*EXTRACTED DATA*

==*==

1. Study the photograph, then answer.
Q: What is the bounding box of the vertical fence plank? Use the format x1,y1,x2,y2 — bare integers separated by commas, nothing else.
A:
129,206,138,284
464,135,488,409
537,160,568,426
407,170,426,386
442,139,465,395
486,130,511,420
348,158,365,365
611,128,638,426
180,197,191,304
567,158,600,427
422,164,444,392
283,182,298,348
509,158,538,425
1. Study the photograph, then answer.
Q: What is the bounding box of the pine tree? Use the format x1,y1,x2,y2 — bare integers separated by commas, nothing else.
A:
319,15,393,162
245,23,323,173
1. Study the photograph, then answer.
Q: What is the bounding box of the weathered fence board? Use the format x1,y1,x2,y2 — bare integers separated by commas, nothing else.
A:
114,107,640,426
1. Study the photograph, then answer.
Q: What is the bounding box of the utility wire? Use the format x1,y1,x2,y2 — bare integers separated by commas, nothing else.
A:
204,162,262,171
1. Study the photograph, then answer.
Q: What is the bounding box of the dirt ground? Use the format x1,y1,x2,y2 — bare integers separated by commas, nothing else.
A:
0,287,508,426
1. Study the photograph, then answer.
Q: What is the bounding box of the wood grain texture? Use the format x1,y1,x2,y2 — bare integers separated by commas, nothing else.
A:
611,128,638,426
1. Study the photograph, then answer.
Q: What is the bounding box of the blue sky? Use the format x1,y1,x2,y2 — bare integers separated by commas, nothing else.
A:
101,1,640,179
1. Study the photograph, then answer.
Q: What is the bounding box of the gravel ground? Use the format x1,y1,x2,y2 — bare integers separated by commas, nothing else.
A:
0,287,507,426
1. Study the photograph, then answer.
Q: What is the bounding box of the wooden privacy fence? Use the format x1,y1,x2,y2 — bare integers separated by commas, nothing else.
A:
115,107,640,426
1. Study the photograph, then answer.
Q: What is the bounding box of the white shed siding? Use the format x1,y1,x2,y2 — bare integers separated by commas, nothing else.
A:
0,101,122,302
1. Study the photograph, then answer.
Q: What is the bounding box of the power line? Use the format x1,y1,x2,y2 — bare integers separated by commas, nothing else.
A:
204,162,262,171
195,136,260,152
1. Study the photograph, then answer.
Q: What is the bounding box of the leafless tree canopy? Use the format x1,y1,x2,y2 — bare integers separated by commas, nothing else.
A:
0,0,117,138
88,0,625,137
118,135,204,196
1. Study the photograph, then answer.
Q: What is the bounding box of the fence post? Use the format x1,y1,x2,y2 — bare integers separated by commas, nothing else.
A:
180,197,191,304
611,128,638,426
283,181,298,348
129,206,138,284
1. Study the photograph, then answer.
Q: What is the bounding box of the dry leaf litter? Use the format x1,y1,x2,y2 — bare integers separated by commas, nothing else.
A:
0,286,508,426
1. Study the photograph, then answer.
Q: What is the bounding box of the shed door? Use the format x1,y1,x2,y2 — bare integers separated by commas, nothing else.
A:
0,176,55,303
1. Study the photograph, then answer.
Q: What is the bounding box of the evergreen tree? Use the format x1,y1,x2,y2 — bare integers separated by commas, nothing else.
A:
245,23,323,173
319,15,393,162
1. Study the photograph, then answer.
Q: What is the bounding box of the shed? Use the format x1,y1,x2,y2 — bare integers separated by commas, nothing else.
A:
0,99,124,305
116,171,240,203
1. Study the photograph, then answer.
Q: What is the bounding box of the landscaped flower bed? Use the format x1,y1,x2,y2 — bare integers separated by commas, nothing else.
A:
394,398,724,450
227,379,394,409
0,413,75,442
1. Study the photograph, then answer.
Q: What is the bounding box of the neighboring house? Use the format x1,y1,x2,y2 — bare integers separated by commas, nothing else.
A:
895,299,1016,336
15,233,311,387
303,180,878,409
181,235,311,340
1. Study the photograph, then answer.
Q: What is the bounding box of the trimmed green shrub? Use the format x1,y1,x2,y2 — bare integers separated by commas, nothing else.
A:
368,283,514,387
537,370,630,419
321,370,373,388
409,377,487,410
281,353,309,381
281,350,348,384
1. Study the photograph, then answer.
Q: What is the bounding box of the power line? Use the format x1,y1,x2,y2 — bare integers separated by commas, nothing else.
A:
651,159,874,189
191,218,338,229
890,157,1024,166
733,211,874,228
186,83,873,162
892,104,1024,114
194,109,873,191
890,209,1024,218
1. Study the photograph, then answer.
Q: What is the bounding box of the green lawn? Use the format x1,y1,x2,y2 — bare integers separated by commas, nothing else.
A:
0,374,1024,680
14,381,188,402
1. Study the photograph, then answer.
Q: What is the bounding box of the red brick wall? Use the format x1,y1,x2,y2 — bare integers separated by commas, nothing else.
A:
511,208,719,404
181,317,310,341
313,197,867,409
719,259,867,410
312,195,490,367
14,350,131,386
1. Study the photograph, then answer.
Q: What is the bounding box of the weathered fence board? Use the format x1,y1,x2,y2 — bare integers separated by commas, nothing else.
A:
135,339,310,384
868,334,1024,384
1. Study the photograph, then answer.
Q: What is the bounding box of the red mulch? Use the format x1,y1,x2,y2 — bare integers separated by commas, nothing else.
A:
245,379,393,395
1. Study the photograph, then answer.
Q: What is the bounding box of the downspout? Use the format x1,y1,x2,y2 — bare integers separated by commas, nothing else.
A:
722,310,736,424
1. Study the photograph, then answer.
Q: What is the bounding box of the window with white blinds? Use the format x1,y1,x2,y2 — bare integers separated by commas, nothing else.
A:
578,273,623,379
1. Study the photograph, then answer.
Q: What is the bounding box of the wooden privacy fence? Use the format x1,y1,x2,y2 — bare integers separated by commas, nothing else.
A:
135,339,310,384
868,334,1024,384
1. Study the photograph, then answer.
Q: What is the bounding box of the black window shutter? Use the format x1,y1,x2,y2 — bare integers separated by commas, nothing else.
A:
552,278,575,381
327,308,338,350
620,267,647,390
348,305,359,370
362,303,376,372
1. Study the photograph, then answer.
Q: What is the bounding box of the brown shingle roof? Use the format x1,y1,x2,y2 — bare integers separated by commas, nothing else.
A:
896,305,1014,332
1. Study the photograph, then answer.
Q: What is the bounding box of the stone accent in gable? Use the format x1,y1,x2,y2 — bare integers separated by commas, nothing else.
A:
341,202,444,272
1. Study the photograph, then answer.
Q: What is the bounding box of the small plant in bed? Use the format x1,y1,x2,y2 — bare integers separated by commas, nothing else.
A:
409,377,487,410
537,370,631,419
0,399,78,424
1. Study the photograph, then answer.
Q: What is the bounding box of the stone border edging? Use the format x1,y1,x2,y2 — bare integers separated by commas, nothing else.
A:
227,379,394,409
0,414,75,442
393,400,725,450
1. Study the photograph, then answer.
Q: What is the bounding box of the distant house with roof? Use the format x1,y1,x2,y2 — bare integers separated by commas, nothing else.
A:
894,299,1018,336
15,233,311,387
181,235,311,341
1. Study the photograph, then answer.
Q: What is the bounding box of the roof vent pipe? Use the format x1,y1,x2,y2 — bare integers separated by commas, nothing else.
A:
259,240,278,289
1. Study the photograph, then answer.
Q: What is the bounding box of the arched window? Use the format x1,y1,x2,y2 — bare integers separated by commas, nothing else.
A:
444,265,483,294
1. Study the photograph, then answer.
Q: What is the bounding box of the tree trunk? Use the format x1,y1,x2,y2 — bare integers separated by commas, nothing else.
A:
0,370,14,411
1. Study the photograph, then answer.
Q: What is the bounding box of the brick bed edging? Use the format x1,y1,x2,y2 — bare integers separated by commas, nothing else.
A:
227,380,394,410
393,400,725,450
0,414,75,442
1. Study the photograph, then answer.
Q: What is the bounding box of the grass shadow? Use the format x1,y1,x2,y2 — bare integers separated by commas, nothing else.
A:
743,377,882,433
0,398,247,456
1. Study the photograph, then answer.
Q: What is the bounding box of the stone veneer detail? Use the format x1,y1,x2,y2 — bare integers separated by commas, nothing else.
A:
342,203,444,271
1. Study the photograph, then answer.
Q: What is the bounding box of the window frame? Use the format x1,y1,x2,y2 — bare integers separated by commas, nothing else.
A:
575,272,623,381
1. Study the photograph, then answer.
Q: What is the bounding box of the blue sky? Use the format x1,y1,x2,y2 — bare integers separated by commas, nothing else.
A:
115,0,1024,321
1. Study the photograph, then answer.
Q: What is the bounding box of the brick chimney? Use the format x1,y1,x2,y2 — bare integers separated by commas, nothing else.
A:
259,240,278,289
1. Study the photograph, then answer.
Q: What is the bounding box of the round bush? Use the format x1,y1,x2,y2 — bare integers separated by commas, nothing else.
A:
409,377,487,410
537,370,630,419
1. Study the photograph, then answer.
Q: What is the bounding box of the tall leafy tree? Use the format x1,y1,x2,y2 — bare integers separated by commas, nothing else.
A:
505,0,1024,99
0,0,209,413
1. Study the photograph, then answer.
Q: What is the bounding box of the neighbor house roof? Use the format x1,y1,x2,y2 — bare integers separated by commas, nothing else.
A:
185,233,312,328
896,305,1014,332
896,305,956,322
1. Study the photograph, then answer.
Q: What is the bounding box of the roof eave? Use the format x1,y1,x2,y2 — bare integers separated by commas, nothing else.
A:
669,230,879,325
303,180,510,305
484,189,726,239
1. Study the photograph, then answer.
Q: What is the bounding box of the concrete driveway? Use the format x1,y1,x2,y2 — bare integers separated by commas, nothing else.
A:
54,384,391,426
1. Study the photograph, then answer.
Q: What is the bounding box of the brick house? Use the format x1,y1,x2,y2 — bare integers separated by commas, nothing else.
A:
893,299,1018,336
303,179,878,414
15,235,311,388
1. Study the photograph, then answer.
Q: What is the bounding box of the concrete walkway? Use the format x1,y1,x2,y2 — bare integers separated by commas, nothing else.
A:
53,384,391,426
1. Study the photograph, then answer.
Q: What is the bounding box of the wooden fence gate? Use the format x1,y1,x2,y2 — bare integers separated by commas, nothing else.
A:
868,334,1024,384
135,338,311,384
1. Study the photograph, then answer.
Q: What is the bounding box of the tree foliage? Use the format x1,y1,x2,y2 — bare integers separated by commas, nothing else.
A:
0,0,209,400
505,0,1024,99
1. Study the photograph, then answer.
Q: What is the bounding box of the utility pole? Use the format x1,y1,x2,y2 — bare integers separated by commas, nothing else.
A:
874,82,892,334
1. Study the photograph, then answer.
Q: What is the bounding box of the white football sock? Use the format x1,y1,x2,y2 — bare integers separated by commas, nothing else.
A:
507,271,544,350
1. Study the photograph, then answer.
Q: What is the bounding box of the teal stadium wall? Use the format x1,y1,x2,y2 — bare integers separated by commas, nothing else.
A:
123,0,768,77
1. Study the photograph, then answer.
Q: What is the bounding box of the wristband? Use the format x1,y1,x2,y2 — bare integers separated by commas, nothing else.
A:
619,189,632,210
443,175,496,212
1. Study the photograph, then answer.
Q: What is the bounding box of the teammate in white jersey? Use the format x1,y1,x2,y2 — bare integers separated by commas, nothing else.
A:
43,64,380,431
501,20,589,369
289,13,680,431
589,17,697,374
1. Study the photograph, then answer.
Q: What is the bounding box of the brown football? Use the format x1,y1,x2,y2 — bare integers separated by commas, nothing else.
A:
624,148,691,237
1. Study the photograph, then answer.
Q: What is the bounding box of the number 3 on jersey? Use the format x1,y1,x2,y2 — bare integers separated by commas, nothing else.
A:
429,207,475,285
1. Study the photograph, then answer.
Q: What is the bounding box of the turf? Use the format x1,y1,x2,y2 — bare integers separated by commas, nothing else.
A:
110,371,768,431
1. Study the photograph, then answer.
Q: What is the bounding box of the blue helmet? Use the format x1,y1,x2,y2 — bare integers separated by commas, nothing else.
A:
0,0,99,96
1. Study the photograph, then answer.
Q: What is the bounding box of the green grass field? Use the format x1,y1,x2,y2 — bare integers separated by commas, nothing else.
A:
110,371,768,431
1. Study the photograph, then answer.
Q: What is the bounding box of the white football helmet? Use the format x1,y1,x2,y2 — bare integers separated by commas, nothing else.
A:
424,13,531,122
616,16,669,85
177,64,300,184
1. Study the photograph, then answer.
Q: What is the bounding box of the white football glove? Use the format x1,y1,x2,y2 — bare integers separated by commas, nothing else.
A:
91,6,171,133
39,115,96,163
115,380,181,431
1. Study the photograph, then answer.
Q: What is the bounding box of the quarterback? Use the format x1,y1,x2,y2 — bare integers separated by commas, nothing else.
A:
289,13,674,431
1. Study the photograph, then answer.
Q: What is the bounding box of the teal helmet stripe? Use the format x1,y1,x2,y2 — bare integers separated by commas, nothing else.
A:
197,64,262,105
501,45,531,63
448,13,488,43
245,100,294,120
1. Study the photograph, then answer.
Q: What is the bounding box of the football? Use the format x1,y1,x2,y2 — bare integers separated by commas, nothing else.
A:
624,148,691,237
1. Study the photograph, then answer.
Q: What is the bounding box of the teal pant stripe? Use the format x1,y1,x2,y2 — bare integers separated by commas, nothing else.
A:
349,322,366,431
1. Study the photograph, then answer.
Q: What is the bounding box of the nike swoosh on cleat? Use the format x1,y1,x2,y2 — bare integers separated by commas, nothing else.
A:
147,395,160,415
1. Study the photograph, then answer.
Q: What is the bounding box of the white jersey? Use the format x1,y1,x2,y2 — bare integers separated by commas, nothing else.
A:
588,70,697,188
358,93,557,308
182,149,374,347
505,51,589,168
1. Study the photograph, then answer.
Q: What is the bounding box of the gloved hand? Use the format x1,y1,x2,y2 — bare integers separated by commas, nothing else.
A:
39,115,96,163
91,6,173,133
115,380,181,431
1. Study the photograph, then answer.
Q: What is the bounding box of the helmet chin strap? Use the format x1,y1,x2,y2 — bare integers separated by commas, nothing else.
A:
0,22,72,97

==*==

*TASK DESCRIPTION*
Reproduce word for word the stretch of lines above, from the very first through the one containing "114,107,640,426".

*THE OUTPUT*
1. Study the photograph, then answer.
Q: What is the bounding box of the vertical fence plank? Use the format x1,y1,x2,y2 — bare integers separated by commas, nothing else.
A:
129,206,138,284
464,135,488,409
537,160,568,426
407,170,426,386
442,139,465,395
486,130,511,420
348,158,365,365
611,128,638,426
180,197,191,304
567,158,600,427
422,164,444,392
283,182,298,348
509,158,538,425
1. Study the photograph, then answer.
Q: What is the bounding box of the pine tree? Use the format x1,y1,x2,y2 — bare integers separated by commas, nothing else.
A:
319,15,393,162
245,23,323,173
1. Study the photograph, then answer.
Q: What is the bounding box of the weathered fence board? Use the format x1,y1,x2,y2 — bare integers separated by commas, nothing else.
A:
114,107,640,426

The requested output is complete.